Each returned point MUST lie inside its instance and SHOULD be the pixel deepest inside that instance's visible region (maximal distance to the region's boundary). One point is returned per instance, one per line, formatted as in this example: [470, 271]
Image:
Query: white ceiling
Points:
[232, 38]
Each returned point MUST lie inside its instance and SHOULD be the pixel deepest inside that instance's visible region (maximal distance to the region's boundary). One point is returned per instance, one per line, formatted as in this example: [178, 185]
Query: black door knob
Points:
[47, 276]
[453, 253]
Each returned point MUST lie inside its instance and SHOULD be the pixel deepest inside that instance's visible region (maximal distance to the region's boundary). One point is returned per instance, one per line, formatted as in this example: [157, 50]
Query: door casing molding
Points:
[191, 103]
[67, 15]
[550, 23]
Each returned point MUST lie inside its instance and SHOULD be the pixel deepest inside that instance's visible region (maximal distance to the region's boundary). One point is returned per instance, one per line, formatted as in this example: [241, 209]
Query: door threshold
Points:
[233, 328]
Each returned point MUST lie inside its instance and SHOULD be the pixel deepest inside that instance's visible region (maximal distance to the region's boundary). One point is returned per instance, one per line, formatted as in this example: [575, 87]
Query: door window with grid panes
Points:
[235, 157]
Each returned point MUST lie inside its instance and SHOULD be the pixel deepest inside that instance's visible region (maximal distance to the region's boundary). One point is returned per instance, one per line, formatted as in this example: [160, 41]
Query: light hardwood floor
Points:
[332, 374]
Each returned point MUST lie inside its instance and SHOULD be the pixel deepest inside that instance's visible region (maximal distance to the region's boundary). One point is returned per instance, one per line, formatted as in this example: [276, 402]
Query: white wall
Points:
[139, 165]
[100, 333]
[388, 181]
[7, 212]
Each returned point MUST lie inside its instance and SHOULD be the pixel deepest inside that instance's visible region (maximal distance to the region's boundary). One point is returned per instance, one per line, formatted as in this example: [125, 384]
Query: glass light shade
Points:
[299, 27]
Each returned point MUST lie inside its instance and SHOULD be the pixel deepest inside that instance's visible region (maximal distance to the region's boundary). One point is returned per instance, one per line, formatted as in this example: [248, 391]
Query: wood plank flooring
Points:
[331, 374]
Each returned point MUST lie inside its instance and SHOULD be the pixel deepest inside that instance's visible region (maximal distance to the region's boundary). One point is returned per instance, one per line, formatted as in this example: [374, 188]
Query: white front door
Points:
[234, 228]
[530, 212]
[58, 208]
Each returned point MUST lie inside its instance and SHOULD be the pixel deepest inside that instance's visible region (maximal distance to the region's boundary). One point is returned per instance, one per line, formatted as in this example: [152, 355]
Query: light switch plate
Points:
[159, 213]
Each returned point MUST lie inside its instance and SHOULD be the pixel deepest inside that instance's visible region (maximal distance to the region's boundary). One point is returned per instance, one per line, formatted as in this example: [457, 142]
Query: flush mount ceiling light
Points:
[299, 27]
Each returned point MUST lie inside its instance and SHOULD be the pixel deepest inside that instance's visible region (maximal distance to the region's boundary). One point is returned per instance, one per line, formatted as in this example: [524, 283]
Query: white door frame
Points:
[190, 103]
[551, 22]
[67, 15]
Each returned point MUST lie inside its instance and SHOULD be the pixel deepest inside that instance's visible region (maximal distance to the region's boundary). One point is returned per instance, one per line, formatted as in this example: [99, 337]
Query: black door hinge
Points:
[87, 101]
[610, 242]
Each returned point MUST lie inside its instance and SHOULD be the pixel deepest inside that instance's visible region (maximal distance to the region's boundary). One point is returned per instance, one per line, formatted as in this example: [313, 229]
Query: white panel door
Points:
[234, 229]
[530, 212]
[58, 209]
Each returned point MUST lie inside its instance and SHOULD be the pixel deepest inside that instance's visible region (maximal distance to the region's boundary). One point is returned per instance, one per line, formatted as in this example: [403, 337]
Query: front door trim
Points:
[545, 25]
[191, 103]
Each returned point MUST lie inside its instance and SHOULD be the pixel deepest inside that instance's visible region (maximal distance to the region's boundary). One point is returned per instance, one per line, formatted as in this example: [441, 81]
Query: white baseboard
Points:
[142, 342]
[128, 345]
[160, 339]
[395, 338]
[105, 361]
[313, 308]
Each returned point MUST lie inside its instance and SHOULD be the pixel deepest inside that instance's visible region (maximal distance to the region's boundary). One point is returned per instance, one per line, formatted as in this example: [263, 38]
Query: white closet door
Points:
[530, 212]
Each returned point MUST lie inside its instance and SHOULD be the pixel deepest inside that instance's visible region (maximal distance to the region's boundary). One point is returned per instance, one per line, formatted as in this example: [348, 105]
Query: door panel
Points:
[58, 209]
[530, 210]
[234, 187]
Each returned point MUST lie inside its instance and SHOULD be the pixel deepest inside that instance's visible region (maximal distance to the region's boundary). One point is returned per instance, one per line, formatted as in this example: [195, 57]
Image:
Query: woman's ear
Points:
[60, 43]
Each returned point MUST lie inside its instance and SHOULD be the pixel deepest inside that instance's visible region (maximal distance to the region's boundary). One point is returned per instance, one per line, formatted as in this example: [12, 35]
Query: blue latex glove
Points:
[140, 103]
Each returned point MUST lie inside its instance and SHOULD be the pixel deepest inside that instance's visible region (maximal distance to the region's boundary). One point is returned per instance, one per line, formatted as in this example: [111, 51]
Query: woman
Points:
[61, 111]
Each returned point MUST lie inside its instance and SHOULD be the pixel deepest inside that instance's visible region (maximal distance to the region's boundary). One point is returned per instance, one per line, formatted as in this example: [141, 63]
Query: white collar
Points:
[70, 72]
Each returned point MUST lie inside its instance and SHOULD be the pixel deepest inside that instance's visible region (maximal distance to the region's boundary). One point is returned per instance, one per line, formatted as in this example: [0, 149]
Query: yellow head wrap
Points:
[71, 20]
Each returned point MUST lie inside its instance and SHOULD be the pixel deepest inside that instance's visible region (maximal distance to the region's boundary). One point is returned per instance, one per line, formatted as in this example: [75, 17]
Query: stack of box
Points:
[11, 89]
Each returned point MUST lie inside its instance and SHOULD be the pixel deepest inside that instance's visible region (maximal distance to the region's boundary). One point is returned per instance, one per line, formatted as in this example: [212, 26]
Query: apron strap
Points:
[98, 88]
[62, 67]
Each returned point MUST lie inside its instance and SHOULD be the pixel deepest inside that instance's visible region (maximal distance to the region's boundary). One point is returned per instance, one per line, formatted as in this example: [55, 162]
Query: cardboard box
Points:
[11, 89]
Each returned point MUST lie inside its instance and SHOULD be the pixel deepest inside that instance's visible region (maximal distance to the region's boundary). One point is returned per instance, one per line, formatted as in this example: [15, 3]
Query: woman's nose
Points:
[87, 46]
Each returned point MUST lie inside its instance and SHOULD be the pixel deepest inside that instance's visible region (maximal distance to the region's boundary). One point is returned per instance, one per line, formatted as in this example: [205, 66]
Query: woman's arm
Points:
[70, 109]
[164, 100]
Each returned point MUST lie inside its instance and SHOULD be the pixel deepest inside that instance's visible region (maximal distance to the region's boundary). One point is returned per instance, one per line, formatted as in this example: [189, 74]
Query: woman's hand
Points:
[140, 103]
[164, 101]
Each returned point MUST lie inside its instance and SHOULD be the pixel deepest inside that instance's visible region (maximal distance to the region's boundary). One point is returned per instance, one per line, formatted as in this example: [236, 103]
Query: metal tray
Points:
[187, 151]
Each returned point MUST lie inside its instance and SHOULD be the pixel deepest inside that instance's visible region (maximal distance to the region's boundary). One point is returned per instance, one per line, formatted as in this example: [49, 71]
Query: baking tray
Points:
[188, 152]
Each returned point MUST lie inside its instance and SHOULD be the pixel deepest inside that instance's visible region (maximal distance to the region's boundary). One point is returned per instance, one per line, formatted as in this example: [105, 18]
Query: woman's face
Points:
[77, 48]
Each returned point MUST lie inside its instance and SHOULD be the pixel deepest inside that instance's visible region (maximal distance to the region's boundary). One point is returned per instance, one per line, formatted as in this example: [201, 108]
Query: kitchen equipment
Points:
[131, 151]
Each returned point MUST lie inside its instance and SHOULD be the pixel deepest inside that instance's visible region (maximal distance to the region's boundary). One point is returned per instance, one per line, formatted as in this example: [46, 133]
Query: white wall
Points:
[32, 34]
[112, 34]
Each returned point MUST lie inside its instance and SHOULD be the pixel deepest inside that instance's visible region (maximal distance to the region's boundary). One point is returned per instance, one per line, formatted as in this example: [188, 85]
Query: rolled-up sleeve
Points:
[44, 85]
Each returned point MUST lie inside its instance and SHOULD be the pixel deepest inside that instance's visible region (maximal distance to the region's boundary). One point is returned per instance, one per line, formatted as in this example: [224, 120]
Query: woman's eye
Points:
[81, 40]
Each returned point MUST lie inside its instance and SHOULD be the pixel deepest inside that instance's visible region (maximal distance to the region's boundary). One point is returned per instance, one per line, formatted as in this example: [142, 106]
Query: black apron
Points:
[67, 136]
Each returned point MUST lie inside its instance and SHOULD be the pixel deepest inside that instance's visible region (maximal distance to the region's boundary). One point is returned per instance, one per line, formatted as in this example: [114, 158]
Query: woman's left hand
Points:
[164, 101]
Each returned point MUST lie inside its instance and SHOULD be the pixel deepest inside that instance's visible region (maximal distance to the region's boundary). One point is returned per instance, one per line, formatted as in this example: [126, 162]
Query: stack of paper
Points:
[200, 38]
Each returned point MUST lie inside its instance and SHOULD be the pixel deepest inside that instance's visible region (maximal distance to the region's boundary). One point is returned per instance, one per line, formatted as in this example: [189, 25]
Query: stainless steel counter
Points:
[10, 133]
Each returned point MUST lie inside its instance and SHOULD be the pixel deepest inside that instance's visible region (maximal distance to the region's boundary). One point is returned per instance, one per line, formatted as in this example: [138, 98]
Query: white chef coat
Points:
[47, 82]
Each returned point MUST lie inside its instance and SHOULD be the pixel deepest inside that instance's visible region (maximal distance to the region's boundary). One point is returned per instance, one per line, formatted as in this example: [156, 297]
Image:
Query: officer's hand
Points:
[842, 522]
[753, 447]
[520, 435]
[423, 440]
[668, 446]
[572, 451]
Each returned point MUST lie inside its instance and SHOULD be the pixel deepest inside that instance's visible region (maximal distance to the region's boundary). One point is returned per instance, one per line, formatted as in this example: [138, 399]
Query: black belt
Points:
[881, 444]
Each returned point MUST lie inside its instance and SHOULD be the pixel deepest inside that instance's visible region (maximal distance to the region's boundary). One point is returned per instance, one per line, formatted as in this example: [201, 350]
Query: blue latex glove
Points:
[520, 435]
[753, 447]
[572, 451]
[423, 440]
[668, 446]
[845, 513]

..............................

_About this task_. When a line in the data holds the word "black", show that line.

_Answer to this task_.
Query: black door knob
Query: black door hinge
Query: black apron
Query: black belt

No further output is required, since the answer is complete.